### TASKS AND EXERCISES
(1) Using the compiler tuning extract, answer each question on its own line:
(a) Which baseline does the extract call preferable for starting CE?
(b) What overall improvement does it give for CA8 cBench?
(c) Which two predictive compiler tuning approaches are re-evaluated?
(2) Pick up the compiler tuning extract after its last sentence and write the next few sentences.

───── EXTRACT ─────

Table 3.2: Average improvement made by RIC and CE combined for execution time

The best overall execution time achieved after each iteration is shown in (Fig. 3.20) for CE-all, CE-O3 and CE-random. Surprisingly, CE-random shows no clear benefit in starting CE with a particularly good configuration. This could indicate that such a good configuration is close to a local optimum. CE-random also took slightly longer to terminate than CE.

Each of the three baselines tested produced comparable performance increases. Starting with all flags enabled is preferable because it slightly outperformed the other baselines and took the fewest iterations. No clear advantage was identified by starting the algorithm with a particularly good configuration found by RIC.

# **3.6 Summary of potential gains**

The potential gains are quantified by taking the best known configuration found by either RIC or CE for each benchmark (Table. 3.2). This gives an overall improvement of 16% on both CM3 and CA8 BEEBS, and 20% on CA8 cBench compared to -03. The best known configuration for each program provides a target with which to compare the compiler tuning methods tested in this thesis.



## **Re-evaluation of predictive compiler tuning approaches**

In this chapter, two state-of-the-art predictive compiler tuning approaches, Milepost [27] and COBAYN [10], are re-evaluated on the experimental setup of this thesis. Milepost is chosen because the ILP method developed later in Ch. 6 builds on its relational encoding of GCC's IR and COBAYN is chosen as one of the most recent and important works on the optimisation selection problem with a working implementation publicly available.

First there is a introduction to evaluating machine learning models (Sec. 4.1), followed by the re-evaluation of Milepost (Sec. 4.2) and COBAYN (Sec. 4.3).

# 4.1 Evaluating machine learning models

Machine learning models are evaluated by testing their performance on previously unseen examples that were not part of the training set. This is achieved by either by using a test set that is independent of the training set or applying cross validation.

───── DATASET RECORDS ─────

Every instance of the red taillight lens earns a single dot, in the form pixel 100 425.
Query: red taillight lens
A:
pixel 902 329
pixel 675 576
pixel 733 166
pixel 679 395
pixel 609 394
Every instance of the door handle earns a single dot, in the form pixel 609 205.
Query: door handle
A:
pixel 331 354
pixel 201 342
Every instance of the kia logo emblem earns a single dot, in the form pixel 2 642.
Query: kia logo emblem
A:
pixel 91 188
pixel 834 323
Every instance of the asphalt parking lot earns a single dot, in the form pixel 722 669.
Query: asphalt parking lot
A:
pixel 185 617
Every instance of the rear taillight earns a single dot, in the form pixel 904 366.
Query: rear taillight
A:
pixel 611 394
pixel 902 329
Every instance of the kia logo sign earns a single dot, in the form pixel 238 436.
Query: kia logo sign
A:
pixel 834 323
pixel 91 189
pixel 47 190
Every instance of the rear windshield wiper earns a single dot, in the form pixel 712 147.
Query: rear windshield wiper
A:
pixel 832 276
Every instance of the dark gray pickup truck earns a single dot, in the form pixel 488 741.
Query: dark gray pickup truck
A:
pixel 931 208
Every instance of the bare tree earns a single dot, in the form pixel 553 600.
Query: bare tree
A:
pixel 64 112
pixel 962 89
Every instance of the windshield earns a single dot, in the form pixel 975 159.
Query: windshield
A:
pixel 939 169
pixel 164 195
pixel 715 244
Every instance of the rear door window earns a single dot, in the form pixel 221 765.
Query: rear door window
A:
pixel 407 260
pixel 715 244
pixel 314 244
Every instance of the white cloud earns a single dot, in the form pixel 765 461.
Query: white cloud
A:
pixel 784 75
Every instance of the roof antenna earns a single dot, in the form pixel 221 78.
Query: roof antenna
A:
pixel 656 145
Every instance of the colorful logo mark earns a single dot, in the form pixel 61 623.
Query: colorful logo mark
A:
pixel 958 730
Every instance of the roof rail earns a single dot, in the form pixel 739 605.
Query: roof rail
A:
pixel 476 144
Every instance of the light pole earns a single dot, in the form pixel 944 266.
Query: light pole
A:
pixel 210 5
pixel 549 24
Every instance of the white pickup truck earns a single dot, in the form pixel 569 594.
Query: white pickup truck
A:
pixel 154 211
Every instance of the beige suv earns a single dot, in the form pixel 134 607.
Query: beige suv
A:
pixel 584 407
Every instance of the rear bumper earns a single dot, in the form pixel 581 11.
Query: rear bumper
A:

─────

### RESULTS OF THE EXERCISE
(1)
(a) Starting with all flags enabled
(b) 20%
(c) Milepost and COBAYN

(2)
Cross validation iterates over a number of 'folds' in which a proportion of the training data is excluded from training and presented as a test set. The two most common approaches are leave-one-out cross validation and 10-fold cross validation. In leave-one-out cross validation, a single program is excluded at a time from training and presented as a test. In 10-fold cross validation, a tenth of the programs are excluded from training in each fold.

Cross validation is useful when there are relatively few data points available, such as in compiler tuning where the number of benchmarks is typically in the tens. This is contrast to big data problems with tens of thousands of data points where it is feasible to partition into a single training and test set.

Cross validation gives a measure of how well the algorithm generalises the problem and can detect overfitting. It is not expected to perform as well as using the whole training set as the

model is trained on less data. This is particularly true on compiler tuning problems in which the benchmark space is sparse.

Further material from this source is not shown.